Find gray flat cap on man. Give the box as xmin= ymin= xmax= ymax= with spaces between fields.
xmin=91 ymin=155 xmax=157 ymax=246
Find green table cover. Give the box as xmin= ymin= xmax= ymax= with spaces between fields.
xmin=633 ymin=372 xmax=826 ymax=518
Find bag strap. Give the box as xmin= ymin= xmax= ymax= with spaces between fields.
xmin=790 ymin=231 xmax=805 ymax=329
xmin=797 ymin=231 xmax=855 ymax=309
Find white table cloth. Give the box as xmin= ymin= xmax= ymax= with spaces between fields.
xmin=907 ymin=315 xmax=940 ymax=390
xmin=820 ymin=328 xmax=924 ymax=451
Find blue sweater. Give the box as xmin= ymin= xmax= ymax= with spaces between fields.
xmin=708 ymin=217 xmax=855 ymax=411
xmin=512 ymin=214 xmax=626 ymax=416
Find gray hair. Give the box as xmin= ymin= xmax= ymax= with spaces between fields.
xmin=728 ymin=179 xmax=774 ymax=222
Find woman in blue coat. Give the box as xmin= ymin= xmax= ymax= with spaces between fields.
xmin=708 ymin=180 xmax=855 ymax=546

..........

EXERCISE DIRECTIONS: Rewrite every line of the items above, requests included, and scale each box coordinate in the answers by 0.75, rounding to the nearest whole number with halves rounded up. Leave the request text and its format pattern unchanged.

THE OUTPUT:
Find gray flat cap on man. Give the box as xmin= ymin= xmax= ymax= with spaces between fields.
xmin=68 ymin=116 xmax=118 ymax=185
Find green table cover. Give the box as xmin= ymin= xmax= ymax= with spaces between fields.
xmin=475 ymin=279 xmax=620 ymax=389
Find bag strap. Give the box as xmin= ymin= xmax= ymax= with spaces between fields.
xmin=593 ymin=173 xmax=604 ymax=247
xmin=598 ymin=173 xmax=641 ymax=232
Find white table cloth. Give the box as xmin= ymin= xmax= ymax= with spaces between fields.
xmin=680 ymin=236 xmax=705 ymax=293
xmin=615 ymin=246 xmax=693 ymax=338
Find blue sweater. Give the box as xmin= ymin= xmax= ymax= with spaces between fields.
xmin=531 ymin=163 xmax=641 ymax=308
xmin=384 ymin=161 xmax=470 ymax=312
Find gray hair. Give the box as xmin= ymin= xmax= ymax= with spaces between fields.
xmin=546 ymin=134 xmax=581 ymax=167
Find woman in blue coat. Give the box as xmin= ymin= xmax= ymax= with spaces between fields.
xmin=531 ymin=135 xmax=641 ymax=410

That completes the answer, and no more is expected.